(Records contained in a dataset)
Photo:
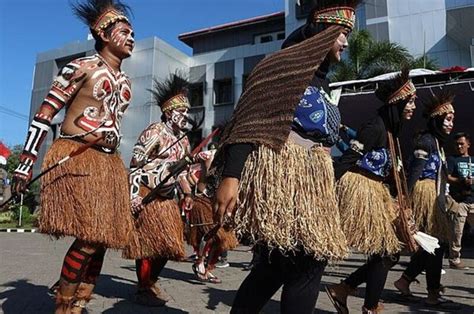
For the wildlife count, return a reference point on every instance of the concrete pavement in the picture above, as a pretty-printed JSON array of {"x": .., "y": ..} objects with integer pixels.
[{"x": 31, "y": 262}]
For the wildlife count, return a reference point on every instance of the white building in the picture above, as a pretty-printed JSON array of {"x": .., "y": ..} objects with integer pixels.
[{"x": 224, "y": 55}]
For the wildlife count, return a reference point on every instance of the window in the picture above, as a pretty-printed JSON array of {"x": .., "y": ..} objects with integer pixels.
[
  {"x": 244, "y": 81},
  {"x": 266, "y": 39},
  {"x": 195, "y": 137},
  {"x": 223, "y": 91},
  {"x": 61, "y": 62},
  {"x": 196, "y": 94},
  {"x": 303, "y": 9}
]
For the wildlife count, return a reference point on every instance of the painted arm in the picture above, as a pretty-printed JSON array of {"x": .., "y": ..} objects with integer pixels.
[{"x": 65, "y": 86}]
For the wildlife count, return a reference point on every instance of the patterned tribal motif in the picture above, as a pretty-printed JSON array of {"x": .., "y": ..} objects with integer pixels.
[
  {"x": 178, "y": 101},
  {"x": 377, "y": 162},
  {"x": 151, "y": 143},
  {"x": 344, "y": 16},
  {"x": 113, "y": 91},
  {"x": 404, "y": 92},
  {"x": 75, "y": 263},
  {"x": 109, "y": 17},
  {"x": 442, "y": 109},
  {"x": 318, "y": 117}
]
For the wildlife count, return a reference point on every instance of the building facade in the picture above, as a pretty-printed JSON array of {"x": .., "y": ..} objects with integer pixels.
[{"x": 223, "y": 56}]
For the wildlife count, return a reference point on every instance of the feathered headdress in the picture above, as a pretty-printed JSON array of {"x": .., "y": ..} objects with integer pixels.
[
  {"x": 340, "y": 12},
  {"x": 100, "y": 14},
  {"x": 171, "y": 93},
  {"x": 400, "y": 88}
]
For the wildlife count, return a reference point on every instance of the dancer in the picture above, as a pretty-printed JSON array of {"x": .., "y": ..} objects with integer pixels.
[
  {"x": 85, "y": 196},
  {"x": 201, "y": 224},
  {"x": 158, "y": 235},
  {"x": 365, "y": 204},
  {"x": 427, "y": 180},
  {"x": 273, "y": 163}
]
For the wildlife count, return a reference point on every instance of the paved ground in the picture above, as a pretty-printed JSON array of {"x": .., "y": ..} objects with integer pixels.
[{"x": 29, "y": 263}]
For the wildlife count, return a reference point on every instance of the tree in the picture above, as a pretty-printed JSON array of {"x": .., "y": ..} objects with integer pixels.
[
  {"x": 12, "y": 163},
  {"x": 367, "y": 58}
]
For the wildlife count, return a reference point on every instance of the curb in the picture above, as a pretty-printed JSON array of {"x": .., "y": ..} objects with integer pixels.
[{"x": 19, "y": 230}]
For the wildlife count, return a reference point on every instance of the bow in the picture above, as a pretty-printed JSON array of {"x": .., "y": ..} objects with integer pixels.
[
  {"x": 195, "y": 127},
  {"x": 405, "y": 224},
  {"x": 74, "y": 153},
  {"x": 177, "y": 168}
]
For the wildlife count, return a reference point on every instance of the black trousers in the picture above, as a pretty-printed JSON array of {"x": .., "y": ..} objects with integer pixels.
[
  {"x": 298, "y": 273},
  {"x": 431, "y": 263},
  {"x": 374, "y": 272}
]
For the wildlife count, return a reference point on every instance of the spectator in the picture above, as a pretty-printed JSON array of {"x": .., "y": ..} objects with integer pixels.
[{"x": 461, "y": 180}]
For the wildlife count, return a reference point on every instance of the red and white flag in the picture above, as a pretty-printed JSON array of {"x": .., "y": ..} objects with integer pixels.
[{"x": 4, "y": 153}]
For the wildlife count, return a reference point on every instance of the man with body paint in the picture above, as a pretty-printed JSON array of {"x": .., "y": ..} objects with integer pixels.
[{"x": 86, "y": 196}]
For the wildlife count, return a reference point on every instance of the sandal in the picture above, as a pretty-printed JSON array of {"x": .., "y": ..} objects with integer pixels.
[
  {"x": 442, "y": 303},
  {"x": 206, "y": 276},
  {"x": 340, "y": 307},
  {"x": 407, "y": 298}
]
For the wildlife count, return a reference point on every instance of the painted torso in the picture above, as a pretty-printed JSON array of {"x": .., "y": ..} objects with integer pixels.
[
  {"x": 148, "y": 151},
  {"x": 98, "y": 105}
]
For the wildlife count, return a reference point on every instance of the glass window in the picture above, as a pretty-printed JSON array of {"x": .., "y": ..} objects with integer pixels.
[
  {"x": 223, "y": 91},
  {"x": 196, "y": 94},
  {"x": 266, "y": 39},
  {"x": 303, "y": 9}
]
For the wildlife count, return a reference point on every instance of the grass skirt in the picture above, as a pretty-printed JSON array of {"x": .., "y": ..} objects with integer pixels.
[
  {"x": 86, "y": 197},
  {"x": 367, "y": 215},
  {"x": 158, "y": 232},
  {"x": 428, "y": 217},
  {"x": 202, "y": 213},
  {"x": 287, "y": 201}
]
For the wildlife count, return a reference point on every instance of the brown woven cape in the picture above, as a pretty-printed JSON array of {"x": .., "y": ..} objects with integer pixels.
[{"x": 265, "y": 110}]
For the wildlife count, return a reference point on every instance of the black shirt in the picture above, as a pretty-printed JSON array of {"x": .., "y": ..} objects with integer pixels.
[{"x": 461, "y": 167}]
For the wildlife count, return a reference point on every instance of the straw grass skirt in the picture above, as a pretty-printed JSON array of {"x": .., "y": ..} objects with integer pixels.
[
  {"x": 367, "y": 215},
  {"x": 86, "y": 197},
  {"x": 287, "y": 201},
  {"x": 428, "y": 217},
  {"x": 158, "y": 231},
  {"x": 202, "y": 214}
]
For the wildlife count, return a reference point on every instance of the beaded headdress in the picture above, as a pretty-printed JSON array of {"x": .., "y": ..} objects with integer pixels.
[{"x": 171, "y": 93}]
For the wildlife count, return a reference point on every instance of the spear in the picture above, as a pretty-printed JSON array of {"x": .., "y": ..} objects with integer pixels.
[{"x": 177, "y": 168}]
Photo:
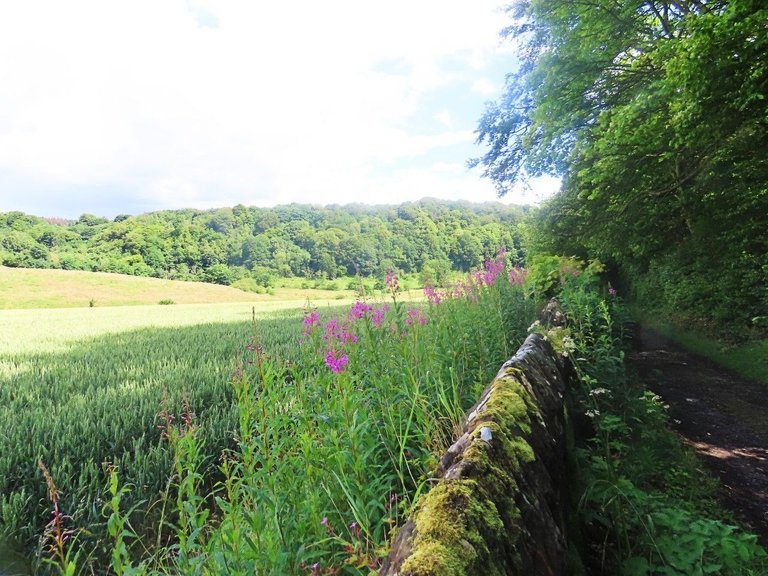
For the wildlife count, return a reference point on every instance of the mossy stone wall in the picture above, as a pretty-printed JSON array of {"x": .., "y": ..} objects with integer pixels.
[{"x": 499, "y": 506}]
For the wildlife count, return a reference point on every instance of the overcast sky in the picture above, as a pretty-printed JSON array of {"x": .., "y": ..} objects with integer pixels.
[{"x": 114, "y": 107}]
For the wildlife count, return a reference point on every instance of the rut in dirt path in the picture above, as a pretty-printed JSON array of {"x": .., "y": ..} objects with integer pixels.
[{"x": 720, "y": 414}]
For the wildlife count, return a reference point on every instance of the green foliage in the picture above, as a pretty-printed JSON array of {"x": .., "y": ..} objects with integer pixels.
[
  {"x": 226, "y": 245},
  {"x": 645, "y": 505},
  {"x": 655, "y": 116},
  {"x": 292, "y": 457}
]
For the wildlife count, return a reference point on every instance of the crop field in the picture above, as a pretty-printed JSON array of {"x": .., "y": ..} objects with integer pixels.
[
  {"x": 262, "y": 439},
  {"x": 79, "y": 387},
  {"x": 31, "y": 288}
]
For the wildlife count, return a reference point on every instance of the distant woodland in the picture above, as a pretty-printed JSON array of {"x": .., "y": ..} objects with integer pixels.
[{"x": 229, "y": 244}]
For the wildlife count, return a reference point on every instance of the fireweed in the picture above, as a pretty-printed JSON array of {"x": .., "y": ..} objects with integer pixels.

— Work instruction —
When the line containing "of the beaded" has been located, retype it and each line after it through the end of the records, excluding the pictures and adding nothing else.

— Output below —
For the wildlife count, return a reference point on every instance of the beaded headdress in the picture above, as a pretty-printed JSON array of {"x": .., "y": ..} objects with integer pixels.
[{"x": 171, "y": 93}]
For the wildlife count, return a reference point on every instance of the spear in the picture above, as a pretty-printed JSON array of {"x": .., "y": ..} objects with integer pixels.
[{"x": 177, "y": 168}]
Photo:
For the wildlife count, return a reference point on every instance of the mossy stone wall in the picture above, as a pretty-printed JSON array of {"x": .., "y": ..} objects with integer pixels.
[{"x": 499, "y": 506}]
For the wildlife count, return a reference point on every instance of the overcast sky in the picture above, as a pretty-printed JSON array of {"x": .., "y": ..} objects with integer pixels.
[{"x": 114, "y": 107}]
For the wildlife count, return a reference point on every instance of the rut in dirt path in the picture above, as a pretty-printed JSON array of {"x": .., "y": ..} objects with integer pixels.
[{"x": 720, "y": 414}]
For the wildlife count, return a reference point on every instance of the green foliage in the picture above, as a pretty-printed JSON array of {"x": .., "y": ..} objects with integer pixels.
[
  {"x": 226, "y": 245},
  {"x": 645, "y": 505},
  {"x": 655, "y": 116},
  {"x": 292, "y": 457}
]
For the wildlife count, return a reference point on every instance of the crop field in the picture above, as a pretty-printed JSON array of {"x": .., "y": ..} objects with integer pixels.
[
  {"x": 262, "y": 439},
  {"x": 79, "y": 387},
  {"x": 31, "y": 288}
]
For the wildlife count, return a reference point on every instance of the distant woodland in the picture above, as a pretty-printed JSON array of {"x": .., "y": ..} objects with integer pixels.
[{"x": 229, "y": 244}]
For the wildlife count, return a reference point on every instance of the fireweed in the picture above, as a pretty-printed JSON array of {"x": .., "y": ..} objects with integer pixels.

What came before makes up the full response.